* start Extracted text *

The English Teacher Blog

Archive for January, 2008

Friedrich Kellner

Thursday, January 31st, 2008

Today’s blog post comes from Dr. Robert Scott Kellner, who speaks so eloquently that I will not modify his words. This is a good companion to a unit on the Holocaust:

Two weeks ago, a young lady in Holon, Israel, with the nickname of “Ilanushkah,” created a YouTube video about my German grandfather, Friedrich Kellner, who was a justice inspector during the time of the Third Reich. As a Social Democrat, Friedrich Kellner campaigned against the Nazis in the 1920’s and 30’s. During the war, he kept a diary to record Nazi crimes. His diary will be on exhibit at the Dwight Eisenhower Presidential Library in May. In November, a Canadian documentary about the diary, “My Opposition - the Diaries of Friedrich Kellner,” will be shown at the United Nations to commemorate the 70th anniversary of Kristallnacht.

The Israeli girl did a wonderful job creating the video, and it is getting a lot of praise, yet it is also attracting some neo-Nazi types and Holocaust deniers. YouTube has deleted some of the vile posts. I am hoping that you, and perhaps some of your friends, would take a few minutes to view the video. The increased number of views will help to keep the hostile views in perspective, to dilute the percentage of such views. At present, about 1,800 people have looked at the video — which is a rather modest number. This is the link to the Kellner diary video:
http://www.youtube.com/watch?v=9kJLE9zvo44

At the YouTube site, you will find links to Wikipedia articles about Friedrich Kellner. A very dramatic story about my courageous grandfather is online at Jewish World Review, which has reprinted an article that appeared in the Fort Worth Star-Telegram: http://www.jewishworldreview.com/0507/holo_diary.php3

Thank you,

Dr. Robert Scott Kellner
College Station, Texas

Capitalization

Wednesday, January 30th, 2008

“I can’t get my kids to use capital letters,” the young teacher mourned. “It’s because of computers. The kids expect the word processor to fix it for them.”

Sometimes students really don’t see any value in pesky capital letters. I had a class that was cured very quickly, though, by a simple exercise.

  • Which one are you more likely to see on the pace lap at the Daytona 500: a mustang or a Mustang?
  • Which one do you sing into: a mike or a Mike?
  • Which would you rather receive for Christmas: an apple or an Apple?

Boom! They got it.

Once students understand that the capital letter actually conveys meaning, our insistence on correct usage makes more sense to them.

This doesn’t mean they automatically remember to do it every time — just that, when we point out the lapse, they don’t roll their eyes quite as much.

Good enough.

Ctrl + Z is our friend.

Tuesday, January 29th, 2008

I was presenting at a workshop, and the teacher was having trouble with her mouse. “Do a Control A,” I said, getting ready to show her how to copy and paste without her mouse. She stared at me as if I’d suddenly started speaking gibberish. I tried again, “Hold down the Control key and then type A.” She did and was astonished to see her entire page highlighted.

“I didn’t know you could do that!” she said.

* end Extracted text *
* start Raw records *

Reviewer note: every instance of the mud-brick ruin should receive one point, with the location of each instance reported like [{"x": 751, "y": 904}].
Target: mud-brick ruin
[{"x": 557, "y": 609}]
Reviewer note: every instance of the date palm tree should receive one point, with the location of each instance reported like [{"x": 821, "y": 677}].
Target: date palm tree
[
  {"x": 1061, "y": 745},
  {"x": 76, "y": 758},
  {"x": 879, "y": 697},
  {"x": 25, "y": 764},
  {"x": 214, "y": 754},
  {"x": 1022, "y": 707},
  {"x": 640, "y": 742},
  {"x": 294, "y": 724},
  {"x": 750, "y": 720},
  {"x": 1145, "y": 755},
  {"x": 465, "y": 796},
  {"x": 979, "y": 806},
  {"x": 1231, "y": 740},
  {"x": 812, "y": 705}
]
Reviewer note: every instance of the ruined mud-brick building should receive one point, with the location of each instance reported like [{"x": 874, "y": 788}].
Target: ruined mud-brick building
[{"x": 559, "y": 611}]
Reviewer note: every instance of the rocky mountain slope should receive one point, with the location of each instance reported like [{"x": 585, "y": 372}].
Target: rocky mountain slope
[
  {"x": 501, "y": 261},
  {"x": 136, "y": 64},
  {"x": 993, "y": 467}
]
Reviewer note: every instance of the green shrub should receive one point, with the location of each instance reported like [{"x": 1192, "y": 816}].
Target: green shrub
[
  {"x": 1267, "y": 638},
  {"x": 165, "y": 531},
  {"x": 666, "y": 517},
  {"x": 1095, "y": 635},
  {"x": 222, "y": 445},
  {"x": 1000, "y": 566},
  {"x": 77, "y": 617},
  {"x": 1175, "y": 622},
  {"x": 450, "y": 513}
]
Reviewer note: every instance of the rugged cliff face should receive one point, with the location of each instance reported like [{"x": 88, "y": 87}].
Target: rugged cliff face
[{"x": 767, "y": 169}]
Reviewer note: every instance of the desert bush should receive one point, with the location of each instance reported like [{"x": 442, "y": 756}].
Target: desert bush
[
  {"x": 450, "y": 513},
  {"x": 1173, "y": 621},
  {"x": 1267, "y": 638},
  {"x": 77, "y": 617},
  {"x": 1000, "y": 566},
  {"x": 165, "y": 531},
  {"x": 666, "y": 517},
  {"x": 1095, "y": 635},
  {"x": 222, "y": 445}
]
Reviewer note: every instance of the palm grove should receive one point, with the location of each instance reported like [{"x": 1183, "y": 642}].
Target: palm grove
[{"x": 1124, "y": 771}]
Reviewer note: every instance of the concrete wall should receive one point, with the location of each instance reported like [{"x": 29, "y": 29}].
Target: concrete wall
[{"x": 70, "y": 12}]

* end Raw records *

→ Prompt 1
In the blog archive, rewrite the paragraph that begins "Two weeks ago, a young lady in Holon" as a short bulleted list that keeps its main facts.
→ Prompt 2
Continue the blog archive after its final line.

→ Expected output 1
- Two weeks earlier, a young woman in Holon, Israel, nicknamed "Ilanushkah," made a YouTube video about the writer's German grandfather, Friedrich Kellner.
- Kellner was a justice inspector during the Third Reich.
- As a Social Democrat, he campaigned against the Nazis in the 1920s and '30s.
- During the war, he kept a diary recording Nazi crimes.
- The diary will be exhibited at the Dwight Eisenhower Presidential Library in May.
- In November, a Canadian documentary about the diary, "My Opposition - the Diaries of Friedrich Kellner," will be shown at the United Nations to mark the 70th anniversary of Kristallnacht.

→ Expected output 2
Keyboard shortcuts are a surprisingly little-known feature. I use them because they’re faster and less distracting than stopping my typing, reaching for a mouse, pulling down a menu, and clicking. Here are some I use often:

Control + A - selects all text in a document
Control + C - copies highlighted text
Control + X - cuts highlighted text
Control + V - pastes copied or cut text wherever the cursor is

Control + B - boldfaces highlighted text
Control + I - italicizes highlighted text
Control + U - underlines highlighted text

Control + F - opens a search box. Type in a word and click “next” — the cursor moves to that word on the page. Works in PDFs, Web pages, and word processing. Very useful when you are searching for something specific.
Shift + arrow key - highlights text as the arrow moves
Alt + Tab - moves between open windows

(For my friends with Macs, I think the same commands work with Apple instead of Control. Let me know.)

Probably the shortcut I have been most grateful for is the Undo shortcut, Control + Z. Whatever you accidentally just deleted, Control + Z will undelete. If you realized your sentence was better before you changed it, Control + Z will restore the original version. It will even go back a few versions if necessary.

Control + Z is the “do over!” cry from our childhood days. If only we had it for some of the other mistakes we made along the way …

Approaching Walden

Monday, January 28th, 2008


Does this sound like a good summer workshop?
  • Read the words of Henry David Thoreau while standing where he wrote them.
  • Spend six focused days with scholars, naturalists, historians, and artists.
  • Study the community that supported American writers, philosophers, and abolitionists.
  • Listen to the sudden silence as a Cooper’s hawk flies through the woods.
  • Pick up some graduate credits or continuing education units.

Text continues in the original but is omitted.